[EXERCISE MATERIALS]

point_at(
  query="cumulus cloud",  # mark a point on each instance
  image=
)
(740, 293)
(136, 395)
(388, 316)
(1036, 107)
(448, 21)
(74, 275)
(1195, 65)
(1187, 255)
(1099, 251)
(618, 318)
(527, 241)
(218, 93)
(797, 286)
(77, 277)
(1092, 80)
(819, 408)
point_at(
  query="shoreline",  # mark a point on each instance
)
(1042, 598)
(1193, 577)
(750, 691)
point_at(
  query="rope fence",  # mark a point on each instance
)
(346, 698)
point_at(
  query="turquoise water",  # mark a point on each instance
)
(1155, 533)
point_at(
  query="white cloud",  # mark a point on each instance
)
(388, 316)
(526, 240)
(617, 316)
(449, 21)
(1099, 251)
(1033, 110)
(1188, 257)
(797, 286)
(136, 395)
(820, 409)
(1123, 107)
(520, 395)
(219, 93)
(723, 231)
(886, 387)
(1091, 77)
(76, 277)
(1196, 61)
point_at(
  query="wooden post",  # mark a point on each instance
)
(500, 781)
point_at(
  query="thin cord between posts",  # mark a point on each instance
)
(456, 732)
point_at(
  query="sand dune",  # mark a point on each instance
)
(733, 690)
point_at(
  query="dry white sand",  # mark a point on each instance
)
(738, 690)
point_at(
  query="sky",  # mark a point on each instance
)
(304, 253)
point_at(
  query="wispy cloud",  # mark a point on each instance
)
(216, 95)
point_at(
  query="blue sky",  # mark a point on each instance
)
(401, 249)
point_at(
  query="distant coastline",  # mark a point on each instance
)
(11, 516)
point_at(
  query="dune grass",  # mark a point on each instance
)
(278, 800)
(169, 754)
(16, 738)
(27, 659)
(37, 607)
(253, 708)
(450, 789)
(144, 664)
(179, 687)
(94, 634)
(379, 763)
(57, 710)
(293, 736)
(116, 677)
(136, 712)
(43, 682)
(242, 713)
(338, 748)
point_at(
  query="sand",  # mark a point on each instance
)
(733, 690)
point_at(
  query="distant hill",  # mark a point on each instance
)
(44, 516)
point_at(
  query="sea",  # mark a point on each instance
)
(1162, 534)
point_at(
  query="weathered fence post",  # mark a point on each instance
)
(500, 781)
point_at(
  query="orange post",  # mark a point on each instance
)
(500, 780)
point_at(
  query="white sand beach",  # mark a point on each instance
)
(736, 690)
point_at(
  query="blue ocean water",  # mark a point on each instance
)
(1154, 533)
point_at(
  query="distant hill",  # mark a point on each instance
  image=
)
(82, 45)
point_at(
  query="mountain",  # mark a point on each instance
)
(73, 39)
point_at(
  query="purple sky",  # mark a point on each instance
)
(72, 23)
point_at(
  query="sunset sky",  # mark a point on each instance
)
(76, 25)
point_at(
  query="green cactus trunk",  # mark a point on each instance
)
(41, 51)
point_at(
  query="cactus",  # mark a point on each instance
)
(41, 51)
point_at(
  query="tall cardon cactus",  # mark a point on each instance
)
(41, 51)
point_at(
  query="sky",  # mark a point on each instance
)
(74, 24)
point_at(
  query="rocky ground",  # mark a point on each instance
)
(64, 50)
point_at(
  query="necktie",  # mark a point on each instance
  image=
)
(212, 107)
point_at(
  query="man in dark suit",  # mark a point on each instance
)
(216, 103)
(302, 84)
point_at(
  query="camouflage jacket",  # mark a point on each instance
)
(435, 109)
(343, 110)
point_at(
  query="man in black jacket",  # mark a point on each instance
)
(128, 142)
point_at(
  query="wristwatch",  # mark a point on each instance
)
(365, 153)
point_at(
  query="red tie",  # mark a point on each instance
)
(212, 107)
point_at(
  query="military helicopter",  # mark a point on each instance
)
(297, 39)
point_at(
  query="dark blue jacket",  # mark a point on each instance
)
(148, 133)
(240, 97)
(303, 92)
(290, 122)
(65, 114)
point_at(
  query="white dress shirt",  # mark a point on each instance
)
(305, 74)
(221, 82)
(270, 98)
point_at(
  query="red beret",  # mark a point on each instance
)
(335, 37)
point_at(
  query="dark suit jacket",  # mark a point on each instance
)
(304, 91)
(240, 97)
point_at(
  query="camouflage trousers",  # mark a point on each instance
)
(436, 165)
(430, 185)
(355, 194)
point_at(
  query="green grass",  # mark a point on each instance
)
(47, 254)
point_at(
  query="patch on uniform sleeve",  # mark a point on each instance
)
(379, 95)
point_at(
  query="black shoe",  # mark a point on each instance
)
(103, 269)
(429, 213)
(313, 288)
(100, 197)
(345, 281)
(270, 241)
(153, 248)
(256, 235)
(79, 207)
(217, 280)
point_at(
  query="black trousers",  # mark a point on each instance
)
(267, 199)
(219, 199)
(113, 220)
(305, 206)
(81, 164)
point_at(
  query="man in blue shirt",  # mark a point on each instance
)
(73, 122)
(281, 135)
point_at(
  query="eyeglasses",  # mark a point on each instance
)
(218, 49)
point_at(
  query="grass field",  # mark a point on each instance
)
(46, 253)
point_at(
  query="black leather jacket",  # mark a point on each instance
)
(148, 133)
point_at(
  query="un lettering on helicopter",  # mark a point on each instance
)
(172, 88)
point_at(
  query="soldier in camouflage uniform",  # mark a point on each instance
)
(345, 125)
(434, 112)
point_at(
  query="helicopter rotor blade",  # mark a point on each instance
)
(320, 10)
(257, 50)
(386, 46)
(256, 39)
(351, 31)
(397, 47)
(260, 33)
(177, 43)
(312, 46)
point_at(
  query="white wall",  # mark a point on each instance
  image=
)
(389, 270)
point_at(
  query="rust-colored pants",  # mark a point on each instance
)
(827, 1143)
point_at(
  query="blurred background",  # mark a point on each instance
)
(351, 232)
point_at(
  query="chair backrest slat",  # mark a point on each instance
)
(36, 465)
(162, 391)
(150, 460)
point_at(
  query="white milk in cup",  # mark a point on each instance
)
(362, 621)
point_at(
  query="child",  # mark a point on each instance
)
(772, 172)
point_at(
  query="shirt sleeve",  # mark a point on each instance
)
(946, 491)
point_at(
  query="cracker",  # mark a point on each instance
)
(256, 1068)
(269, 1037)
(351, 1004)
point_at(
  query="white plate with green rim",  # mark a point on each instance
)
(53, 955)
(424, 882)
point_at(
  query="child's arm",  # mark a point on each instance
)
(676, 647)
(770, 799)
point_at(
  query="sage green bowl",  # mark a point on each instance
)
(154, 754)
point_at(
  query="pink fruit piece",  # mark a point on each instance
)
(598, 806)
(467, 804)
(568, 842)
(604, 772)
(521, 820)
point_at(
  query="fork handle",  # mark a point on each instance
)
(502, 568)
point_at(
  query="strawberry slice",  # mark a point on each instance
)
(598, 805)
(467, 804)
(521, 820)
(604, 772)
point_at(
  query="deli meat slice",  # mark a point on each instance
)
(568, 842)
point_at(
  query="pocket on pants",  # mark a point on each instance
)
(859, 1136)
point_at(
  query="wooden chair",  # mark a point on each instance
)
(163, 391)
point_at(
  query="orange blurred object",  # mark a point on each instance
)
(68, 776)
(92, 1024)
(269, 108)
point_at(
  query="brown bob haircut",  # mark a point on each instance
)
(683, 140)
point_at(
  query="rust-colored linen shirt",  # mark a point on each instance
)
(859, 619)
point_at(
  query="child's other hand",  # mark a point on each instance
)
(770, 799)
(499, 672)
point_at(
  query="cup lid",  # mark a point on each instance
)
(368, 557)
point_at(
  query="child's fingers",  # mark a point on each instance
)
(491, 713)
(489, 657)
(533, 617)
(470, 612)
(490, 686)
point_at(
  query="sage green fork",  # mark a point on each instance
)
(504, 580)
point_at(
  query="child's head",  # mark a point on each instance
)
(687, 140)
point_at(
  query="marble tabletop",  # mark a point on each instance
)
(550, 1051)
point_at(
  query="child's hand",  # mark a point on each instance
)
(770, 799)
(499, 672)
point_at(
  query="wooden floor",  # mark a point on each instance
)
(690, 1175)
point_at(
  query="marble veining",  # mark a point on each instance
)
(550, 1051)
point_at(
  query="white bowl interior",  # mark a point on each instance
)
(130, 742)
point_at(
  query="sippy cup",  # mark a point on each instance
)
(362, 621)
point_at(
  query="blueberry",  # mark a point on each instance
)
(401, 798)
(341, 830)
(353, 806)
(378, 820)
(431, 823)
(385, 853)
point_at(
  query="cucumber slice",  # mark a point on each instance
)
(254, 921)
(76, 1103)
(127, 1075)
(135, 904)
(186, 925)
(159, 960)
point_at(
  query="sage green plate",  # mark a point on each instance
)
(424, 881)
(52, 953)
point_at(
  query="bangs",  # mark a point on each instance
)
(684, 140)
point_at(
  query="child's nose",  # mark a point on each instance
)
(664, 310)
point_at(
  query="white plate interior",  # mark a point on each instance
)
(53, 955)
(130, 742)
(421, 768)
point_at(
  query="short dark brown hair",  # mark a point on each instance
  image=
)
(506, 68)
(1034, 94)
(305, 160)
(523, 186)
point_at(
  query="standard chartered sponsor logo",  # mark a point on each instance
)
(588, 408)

[/EXERCISE MATERIALS]

* YOUR OBJECTIVE: Determine the number of lines in the listing that contain the string "sage". Write that number and nothing else.

* EXERCISE OUTPUT: 3